------ Source document ------

Not only can Wiebe draw the reader into a setting sharply perceived and powerfully presented; he is able also to create a convincing and varied cast of characters, from boys and girls to mature men and women. The dialogue is generally authentic, but in it lies one of the weaknesses of the novel; occasionally it stiffens out of its natural shape into formal English, or gets out of character, and it too seldom communicates the actual idiom of the spoken German in an English equivalent. We need to be told that people are speaking Low German or High German; we are not made to feel it. Wiebe has not yet mastered Hemingway’s technique of communicating the idiom of Spanish in literal translation and Baton’s similar technique of handling the Zulu idioms in English.
One of the strengths of the books is also a weakness. The author has adopted the multiple point of view to create a community portrait, shifting his stance frequently from the perspective of one character to that of another. This constant shifting does extend our understanding of complex relationships, but it tends also to weaken the story line. And the most dramatic events of the book are not associated directly with the central character, young Thom Wiens; they are related rather to the family of Peter Block, the deacon, a dogmatic, inflexible, passionate, and at times violent protector of the code of the fathers, who destroys the life of his daughter and who is finally broken when his own tendency to violence appeal’s in the son for whom he would sacrifice almost anything.
There are scenes of homely simplicity and beauty in which the life of the wilderness community is authentically conveyed. And there are scenes of violence, such as Block’s experiences in Russia, recalled in his memory. There is an almost Dostoevskian power in these Russian episodes, dealing as they do with the terrible paradoxes within man’s nature, the violence in the theoretical pacifist, and the explosion when his personality is whirled about in the cyclotron of suffering and anger.
Some of the scenes are melodramatic, the last one in particular. And there is a somewhat unsophisticated treatment of a supposedly sophisticated character. She is a “worldly” young schoolteacher who replaces Joseph Dueck, who has gone into the service after a struggle with his conscience and who has made a permanent impression on Thom Wiens. She is obviously introduced to serve as the fuse that ignites the final explosion, but she is not entirely convincing. (Perhaps she is no less convincingly portrayed than are Baptist deacons generally in the works of Faulkner!)
The book has, then, some of the weaknesses of a first novel. But it has so many strengths and so much good writing that it deserves the attention of all Christian readers concerned about encouraging better fiction within the evangelical perspective.
J. WESLEY INGLES
The Rest Are Now Obsolete
The Setting of the Sermon on the Mount, by W. D. Davies (Cambridge, 1964, 547 pp., $12.50), is reviewed by David H. Wallace, professor of biblical theology, California Baptist Theological Seminary, Covina, California.

------ Records supplied ------

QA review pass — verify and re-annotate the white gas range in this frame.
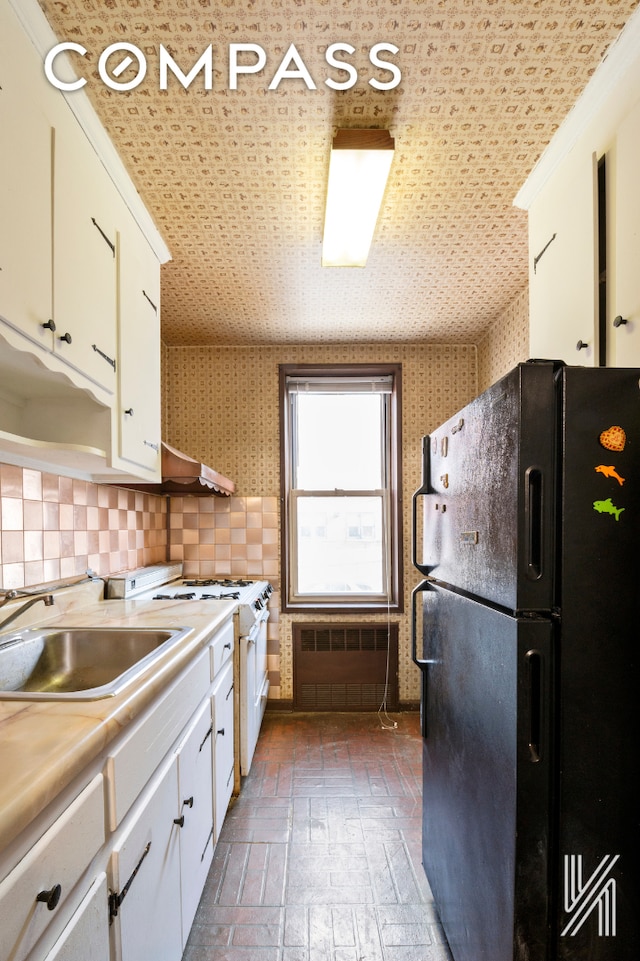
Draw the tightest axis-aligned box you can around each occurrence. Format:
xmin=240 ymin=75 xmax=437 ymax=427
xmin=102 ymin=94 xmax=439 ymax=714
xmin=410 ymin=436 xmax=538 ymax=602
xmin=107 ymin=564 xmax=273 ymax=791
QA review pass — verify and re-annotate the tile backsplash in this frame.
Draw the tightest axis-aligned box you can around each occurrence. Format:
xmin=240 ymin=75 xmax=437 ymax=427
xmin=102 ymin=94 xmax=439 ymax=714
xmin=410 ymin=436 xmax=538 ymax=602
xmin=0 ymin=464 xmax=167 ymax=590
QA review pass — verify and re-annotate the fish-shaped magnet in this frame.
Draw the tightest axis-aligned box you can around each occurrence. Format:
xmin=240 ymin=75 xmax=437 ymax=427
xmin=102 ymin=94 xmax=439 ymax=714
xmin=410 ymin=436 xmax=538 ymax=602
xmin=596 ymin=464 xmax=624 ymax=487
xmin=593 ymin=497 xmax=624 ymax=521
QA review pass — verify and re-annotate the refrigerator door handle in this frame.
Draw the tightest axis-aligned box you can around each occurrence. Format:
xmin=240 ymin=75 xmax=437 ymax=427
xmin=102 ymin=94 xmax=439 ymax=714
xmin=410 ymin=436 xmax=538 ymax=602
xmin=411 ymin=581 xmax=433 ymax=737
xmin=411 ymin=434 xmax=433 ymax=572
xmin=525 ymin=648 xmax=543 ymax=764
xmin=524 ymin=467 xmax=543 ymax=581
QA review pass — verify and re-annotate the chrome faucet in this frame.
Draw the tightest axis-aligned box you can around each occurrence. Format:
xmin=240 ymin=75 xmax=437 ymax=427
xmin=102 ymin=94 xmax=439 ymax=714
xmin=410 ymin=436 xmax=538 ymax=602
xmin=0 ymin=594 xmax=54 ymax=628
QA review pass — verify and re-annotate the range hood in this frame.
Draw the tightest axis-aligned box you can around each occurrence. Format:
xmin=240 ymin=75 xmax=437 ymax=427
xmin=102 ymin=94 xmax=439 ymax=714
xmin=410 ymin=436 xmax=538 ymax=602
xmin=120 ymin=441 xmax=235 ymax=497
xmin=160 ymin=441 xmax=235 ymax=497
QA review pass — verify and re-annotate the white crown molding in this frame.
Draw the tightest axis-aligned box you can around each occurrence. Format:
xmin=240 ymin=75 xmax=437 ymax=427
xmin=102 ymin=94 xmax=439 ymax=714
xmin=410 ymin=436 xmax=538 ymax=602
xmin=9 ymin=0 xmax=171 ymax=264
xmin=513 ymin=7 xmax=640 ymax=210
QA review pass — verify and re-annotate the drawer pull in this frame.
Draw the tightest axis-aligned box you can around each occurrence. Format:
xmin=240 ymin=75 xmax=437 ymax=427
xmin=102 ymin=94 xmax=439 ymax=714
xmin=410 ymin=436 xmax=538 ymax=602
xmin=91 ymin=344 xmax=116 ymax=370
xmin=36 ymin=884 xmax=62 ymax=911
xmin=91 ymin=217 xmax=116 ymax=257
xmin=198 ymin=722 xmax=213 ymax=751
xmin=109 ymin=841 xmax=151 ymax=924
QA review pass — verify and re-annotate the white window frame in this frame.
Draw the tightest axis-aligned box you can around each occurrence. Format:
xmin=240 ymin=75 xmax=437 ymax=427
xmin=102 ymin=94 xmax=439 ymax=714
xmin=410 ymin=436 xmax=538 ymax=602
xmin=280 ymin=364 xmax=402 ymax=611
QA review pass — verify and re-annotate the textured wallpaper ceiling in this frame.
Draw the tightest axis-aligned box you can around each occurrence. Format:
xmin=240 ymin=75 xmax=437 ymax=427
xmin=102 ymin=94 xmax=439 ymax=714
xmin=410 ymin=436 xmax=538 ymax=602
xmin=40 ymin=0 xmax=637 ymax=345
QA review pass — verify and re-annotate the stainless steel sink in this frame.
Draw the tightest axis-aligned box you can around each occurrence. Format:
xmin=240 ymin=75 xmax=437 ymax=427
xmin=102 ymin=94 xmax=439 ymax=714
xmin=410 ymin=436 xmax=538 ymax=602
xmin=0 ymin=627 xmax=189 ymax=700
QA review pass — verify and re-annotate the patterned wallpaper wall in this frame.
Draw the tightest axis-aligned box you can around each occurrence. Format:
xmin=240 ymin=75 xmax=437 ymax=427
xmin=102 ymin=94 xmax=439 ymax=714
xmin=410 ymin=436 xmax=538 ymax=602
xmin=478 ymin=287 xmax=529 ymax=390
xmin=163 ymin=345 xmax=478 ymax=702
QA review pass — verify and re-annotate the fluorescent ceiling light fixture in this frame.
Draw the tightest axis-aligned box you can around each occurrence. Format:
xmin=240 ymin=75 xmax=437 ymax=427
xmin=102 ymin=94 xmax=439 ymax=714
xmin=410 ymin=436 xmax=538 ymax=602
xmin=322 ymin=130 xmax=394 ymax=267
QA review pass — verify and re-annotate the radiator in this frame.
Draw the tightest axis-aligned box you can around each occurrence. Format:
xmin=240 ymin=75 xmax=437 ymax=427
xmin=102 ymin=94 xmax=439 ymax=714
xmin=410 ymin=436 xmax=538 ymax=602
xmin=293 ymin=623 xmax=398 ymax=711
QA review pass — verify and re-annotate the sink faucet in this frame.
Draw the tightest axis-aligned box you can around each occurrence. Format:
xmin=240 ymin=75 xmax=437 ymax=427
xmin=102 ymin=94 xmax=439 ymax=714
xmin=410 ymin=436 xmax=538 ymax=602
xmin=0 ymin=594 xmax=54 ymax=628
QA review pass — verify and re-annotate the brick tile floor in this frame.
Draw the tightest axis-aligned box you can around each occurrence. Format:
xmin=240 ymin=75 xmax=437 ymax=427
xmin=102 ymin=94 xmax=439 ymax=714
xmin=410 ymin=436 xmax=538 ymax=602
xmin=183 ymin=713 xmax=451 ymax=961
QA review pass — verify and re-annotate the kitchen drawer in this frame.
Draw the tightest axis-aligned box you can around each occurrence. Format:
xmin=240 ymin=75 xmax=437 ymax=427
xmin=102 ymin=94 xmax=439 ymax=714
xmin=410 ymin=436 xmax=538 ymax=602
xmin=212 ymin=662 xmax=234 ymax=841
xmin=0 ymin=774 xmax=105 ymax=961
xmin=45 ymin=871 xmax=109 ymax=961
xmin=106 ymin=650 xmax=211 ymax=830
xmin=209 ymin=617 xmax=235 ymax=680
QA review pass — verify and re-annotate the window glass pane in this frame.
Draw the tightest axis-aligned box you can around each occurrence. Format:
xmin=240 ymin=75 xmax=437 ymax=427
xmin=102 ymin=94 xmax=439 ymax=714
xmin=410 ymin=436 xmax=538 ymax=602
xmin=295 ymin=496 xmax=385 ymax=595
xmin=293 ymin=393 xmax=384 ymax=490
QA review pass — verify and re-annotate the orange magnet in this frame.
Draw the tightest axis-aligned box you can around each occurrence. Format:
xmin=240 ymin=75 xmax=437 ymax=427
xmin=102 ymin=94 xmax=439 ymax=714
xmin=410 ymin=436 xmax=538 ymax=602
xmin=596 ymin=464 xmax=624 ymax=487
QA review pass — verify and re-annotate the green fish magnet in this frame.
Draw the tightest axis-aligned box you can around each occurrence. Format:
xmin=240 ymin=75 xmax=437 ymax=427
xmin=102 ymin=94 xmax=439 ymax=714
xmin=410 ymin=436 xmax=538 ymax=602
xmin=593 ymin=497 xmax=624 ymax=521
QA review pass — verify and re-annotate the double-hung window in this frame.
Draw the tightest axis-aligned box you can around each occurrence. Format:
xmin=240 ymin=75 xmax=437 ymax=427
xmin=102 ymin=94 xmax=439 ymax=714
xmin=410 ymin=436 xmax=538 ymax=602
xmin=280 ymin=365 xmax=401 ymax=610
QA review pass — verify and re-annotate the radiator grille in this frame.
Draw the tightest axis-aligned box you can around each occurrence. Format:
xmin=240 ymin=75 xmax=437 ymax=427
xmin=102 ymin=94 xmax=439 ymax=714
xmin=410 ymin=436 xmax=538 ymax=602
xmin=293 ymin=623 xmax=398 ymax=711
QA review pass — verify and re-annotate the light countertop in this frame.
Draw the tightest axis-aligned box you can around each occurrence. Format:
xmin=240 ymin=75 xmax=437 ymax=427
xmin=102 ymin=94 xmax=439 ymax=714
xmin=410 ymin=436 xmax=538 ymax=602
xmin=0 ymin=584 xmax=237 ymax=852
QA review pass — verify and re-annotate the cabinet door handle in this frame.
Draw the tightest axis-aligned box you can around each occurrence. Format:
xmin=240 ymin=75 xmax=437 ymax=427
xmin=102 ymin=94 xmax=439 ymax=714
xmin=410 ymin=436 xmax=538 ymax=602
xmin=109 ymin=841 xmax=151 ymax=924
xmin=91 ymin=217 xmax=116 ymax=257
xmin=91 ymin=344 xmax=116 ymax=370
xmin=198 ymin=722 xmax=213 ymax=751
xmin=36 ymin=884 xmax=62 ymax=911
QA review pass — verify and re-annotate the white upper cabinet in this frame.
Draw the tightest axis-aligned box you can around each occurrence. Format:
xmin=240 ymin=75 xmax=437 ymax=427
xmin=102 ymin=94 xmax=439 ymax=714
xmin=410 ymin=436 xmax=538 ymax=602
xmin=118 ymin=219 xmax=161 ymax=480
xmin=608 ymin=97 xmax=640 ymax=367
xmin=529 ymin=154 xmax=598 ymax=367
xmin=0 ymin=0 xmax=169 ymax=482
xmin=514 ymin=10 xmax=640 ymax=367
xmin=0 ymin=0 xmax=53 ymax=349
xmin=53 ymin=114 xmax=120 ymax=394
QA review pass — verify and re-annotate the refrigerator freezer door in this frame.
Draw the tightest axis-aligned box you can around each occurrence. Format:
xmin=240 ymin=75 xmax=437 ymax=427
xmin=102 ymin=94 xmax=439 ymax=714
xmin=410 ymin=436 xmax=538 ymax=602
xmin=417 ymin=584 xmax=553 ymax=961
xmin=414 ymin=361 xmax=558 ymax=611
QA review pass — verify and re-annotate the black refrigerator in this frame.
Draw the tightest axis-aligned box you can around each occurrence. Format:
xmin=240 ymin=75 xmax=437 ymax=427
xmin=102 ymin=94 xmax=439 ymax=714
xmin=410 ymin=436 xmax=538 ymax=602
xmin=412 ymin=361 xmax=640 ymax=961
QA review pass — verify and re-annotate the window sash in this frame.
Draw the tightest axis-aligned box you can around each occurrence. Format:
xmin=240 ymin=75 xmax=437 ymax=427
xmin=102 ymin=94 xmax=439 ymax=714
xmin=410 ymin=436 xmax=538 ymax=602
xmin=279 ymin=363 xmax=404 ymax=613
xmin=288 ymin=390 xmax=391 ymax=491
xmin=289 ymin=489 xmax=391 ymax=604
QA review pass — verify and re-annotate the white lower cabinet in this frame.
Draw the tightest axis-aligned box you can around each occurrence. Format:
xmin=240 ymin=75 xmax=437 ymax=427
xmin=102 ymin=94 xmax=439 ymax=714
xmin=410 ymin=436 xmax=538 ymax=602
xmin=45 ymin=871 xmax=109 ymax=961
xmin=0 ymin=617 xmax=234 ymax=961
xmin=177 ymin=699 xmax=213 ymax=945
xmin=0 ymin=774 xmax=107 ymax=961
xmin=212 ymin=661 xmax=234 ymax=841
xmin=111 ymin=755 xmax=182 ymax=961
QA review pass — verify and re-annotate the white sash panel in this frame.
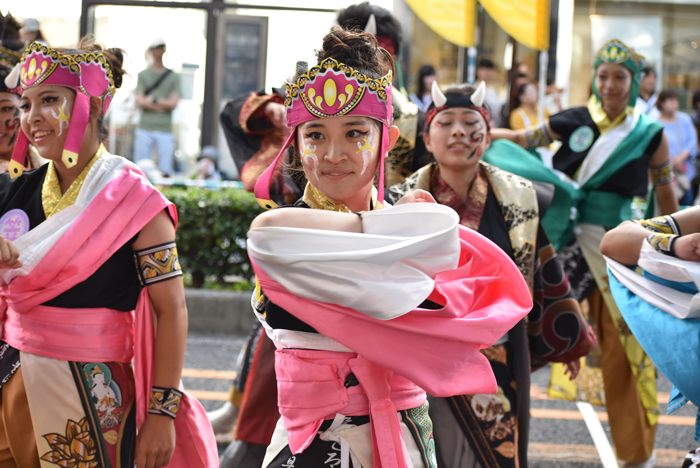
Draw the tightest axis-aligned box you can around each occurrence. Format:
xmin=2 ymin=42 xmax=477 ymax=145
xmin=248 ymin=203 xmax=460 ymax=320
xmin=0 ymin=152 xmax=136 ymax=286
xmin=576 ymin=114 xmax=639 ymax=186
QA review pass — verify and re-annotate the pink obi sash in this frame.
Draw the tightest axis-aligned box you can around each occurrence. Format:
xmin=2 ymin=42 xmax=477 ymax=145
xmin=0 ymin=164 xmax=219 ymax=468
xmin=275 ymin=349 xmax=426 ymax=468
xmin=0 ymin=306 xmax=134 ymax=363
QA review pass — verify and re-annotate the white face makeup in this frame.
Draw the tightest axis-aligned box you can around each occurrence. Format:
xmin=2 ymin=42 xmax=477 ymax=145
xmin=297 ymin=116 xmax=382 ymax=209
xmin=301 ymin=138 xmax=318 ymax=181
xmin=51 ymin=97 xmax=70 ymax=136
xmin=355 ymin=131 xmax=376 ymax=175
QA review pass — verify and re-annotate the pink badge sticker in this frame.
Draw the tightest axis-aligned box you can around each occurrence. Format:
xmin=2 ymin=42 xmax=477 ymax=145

------

__Written instruction A__
Translate this sentence from the book review into Spanish: "We need to be told that people are speaking Low German or High German; we are not made to feel it."
__Written instruction B__
Update the book review starting at "Not only can" and ending at "idioms in English.", replacing "dialogue" with "conversation".
The rows aren't needed for any of this.

__Full output A__
Necesitamos que se nos diga que la gente habla bajo alemán o alto alemán; no se nos hace sentirlo.

__Full output B__
Not only can Wiebe draw the reader into a setting sharply perceived and powerfully presented; he is able also to create a convincing and varied cast of characters, from boys and girls to mature men and women. The conversation is generally authentic, but in it lies one of the weaknesses of the novel; occasionally it stiffens out of its natural shape into formal English, or gets out of character, and it too seldom communicates the actual idiom of the spoken German in an English equivalent. We need to be told that people are speaking Low German or High German; we are not made to feel it. Wiebe has not yet mastered Hemingway’s technique of communicating the idiom of Spanish in literal translation and Baton’s similar technique of handling the Zulu idioms in English.